WHAT IS EXPECTED » Collect every line of the records below that contains the word "instance".

━━━━

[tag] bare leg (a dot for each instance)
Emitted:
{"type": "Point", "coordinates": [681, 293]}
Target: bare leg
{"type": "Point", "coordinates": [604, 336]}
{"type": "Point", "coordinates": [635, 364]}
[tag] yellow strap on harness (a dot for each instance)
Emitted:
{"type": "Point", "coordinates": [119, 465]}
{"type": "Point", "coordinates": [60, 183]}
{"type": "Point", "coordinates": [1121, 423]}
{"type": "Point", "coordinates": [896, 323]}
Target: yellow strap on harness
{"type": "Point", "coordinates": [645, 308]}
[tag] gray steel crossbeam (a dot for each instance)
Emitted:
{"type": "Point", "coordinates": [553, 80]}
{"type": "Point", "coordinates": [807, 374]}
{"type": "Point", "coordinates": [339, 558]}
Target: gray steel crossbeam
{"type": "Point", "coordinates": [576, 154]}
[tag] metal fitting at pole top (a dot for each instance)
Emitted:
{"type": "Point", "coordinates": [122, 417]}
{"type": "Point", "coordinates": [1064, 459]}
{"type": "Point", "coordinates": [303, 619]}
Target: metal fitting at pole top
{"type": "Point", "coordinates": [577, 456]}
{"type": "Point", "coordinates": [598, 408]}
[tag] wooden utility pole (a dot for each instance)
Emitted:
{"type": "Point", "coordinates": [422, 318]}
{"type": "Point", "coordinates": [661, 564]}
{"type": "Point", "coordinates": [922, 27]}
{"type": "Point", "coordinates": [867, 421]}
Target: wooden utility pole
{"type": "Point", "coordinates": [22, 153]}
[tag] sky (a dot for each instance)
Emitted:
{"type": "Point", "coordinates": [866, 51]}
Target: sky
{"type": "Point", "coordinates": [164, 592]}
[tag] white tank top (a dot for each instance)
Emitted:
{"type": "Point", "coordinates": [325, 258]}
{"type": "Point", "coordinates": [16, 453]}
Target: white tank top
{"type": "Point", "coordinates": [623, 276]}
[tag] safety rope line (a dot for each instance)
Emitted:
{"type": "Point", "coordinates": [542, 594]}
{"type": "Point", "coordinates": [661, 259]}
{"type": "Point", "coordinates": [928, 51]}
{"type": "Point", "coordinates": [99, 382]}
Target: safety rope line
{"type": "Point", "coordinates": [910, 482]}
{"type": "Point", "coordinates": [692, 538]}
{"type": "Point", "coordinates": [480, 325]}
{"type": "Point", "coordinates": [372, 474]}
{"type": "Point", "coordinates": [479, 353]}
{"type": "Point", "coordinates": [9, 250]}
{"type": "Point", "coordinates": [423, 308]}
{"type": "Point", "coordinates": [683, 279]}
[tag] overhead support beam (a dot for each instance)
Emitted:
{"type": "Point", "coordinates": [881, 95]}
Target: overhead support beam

━━━━

WRITTEN RESPONSE »
[tag] bare leg (a dot for each instance)
[tag] yellow strap on harness (a dot for each instance)
[tag] gray steel crossbeam (a dot for each instance)
[tag] metal fitting at pole top (a dot for each instance)
[tag] wooden utility pole (a dot for each instance)
[tag] sky (a dot for each instance)
[tag] white tank top (a dot for each instance)
[tag] safety rope line (a dot for each instance)
[tag] overhead support beam (a dot for each instance)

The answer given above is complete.